- EXTRACT PROVIDED
Tuesday, November 11, 2008

I've been sick

I'm sorry for leaving the Obama-rama post up for so long. I've been sick. And even though I had a whole day of sitting around doing nothing while I recovered, I didn't have time to blog. Being sick makes the day fly by, what with all the naps and all...

I know you hate me because I got to be sick like a person without kids. I sat on the couch and watched period movies. That's period as in they take place in a time period that requires beautiful dresses, and top hats for men, not period like movies I watch while I leak monthly blood. I do have the latter type of movies, but they usually have people like Johnny Depp, or Brad Pitt. But yesterday, I watched When Nietzsche Wept and Elizabeth: The Golden Age. I won't review either of them for you, because I'm not sure I saw all of either since I was in and out of consciousness all day. I thought they were good, though.

- REQUIRED ACTIONS
(1) Please copy out the blog post starting with "I know you hate" and going on through "were good, though.", renaming "couch" to "sofa".
(2) Which two movies does the blog post say were watched yesterday?
The listing after this has no connection to the blog post.

- RECORDED INFORMATION
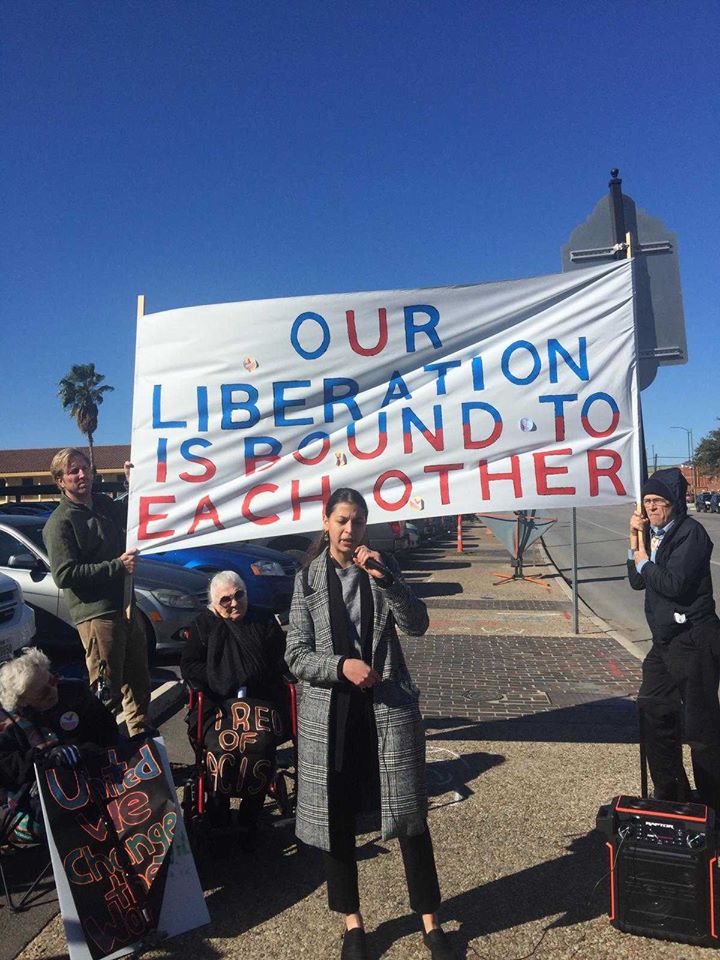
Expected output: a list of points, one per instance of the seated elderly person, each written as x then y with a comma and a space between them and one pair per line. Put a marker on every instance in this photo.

- RESPONSES TO THE EXERCISE
(1)
I know you hate me because I got to be sick like a person without kids. I sat on the sofa and watched period movies. That's period as in they take place in a time period that requires beautiful dresses, and top hats for men, not period like movies I watch while I leak monthly blood. I do have the latter type of movies, but they usually have people like Johnny Depp, or Brad Pitt. But yesterday, I watched When Nietzsche Wept and Elizabeth: The Golden Age. I won't review either of them for you, because I'm not sure I saw all of either since I was in and out of consciousness all day. I thought they were good, though.

(2) When Nietzsche Wept and Elizabeth: The Golden Age.